* _SELECTED PASSAGE_:
Closets, too, are being eliminated in favor of hanging racks, he said. “Or sometimes, there’s no place to hang your clothes at all.”
Still, millennials — even extroverted ones who have earned that generation its reputation for valuing get-out-of-your-room-and-explore experiences — may not be to blame for rooms that have started feeling more space-age than familiar.
According to Michael Suomi, principal and vice president for interior design at Stonehill & Taylor, an architectural firm in New York that works with Marriott, Hyatt and other hotel brands, the changes are aimed at keeping pace with the changing needs of all business travelers.
“Since the advent of the iPhone and the iPad, how business travelers interact with their spaces has changed significantly,” Mr. Suomi said. “In the past, people would travel with briefcases full of documents. They needed a lot more space to work, and they’d have to go down to the business center and print things out and fax it to somebody.”
Those days are long gone, he said. So, too, are most trips that last longer than a day or two because of technological changes, including online meeting tools like WebEx. “Changes in technology have changed the expectations of what a traveler needs in a hotel,” Mr. Suomi said. As a result, rooms are being redesigned at a record pace, often every six months, he said.
The lack of closets in new chains like Moxy, a Marriott spinoff now open in New Orleans and Tempe, Ariz., reflects research showing that guests often do not bother to unpack anymore, said Mr. Suomi, who designed the New Orleans hotel. The bureau-less rooms also demonstrate that dresser drawers are now seen as liabilities. “They’re just one more place for a guest to leave something behind and then the hotel has to send it to them.”

* _REQUIREMENT_:
Reproduce word for word the part of the passage on hotel room design that opens with the words containing "Closets, too, are" and closes with "space-age than familiar.".

* _RECORD SET_:
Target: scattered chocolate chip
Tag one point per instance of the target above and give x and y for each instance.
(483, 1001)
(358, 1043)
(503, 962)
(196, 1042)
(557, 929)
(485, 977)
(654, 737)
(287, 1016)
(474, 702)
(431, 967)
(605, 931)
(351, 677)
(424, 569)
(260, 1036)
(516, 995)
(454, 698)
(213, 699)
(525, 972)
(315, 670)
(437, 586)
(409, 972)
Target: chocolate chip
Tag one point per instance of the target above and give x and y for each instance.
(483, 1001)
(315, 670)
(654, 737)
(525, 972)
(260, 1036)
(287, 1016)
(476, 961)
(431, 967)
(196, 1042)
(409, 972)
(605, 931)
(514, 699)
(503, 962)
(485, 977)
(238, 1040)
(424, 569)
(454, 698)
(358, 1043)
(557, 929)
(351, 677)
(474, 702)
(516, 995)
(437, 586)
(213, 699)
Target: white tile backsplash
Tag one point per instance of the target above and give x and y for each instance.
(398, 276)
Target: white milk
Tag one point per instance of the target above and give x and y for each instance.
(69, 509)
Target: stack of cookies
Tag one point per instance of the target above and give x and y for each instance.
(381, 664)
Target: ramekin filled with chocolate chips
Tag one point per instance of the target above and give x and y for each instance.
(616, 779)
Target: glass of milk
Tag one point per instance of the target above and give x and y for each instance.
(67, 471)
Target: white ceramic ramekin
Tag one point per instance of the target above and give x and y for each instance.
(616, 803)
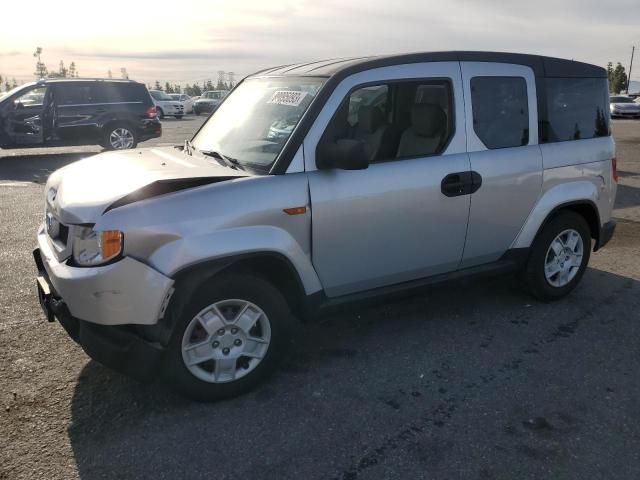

* _RESULT OF THE TASK_:
Closets, too, are being eliminated in favor of hanging racks, he said. “Or sometimes, there’s no place to hang your clothes at all.”
Still, millennials — even extroverted ones who have earned that generation its reputation for valuing get-out-of-your-room-and-explore experiences — may not be to blame for rooms that have started feeling more space-age than familiar.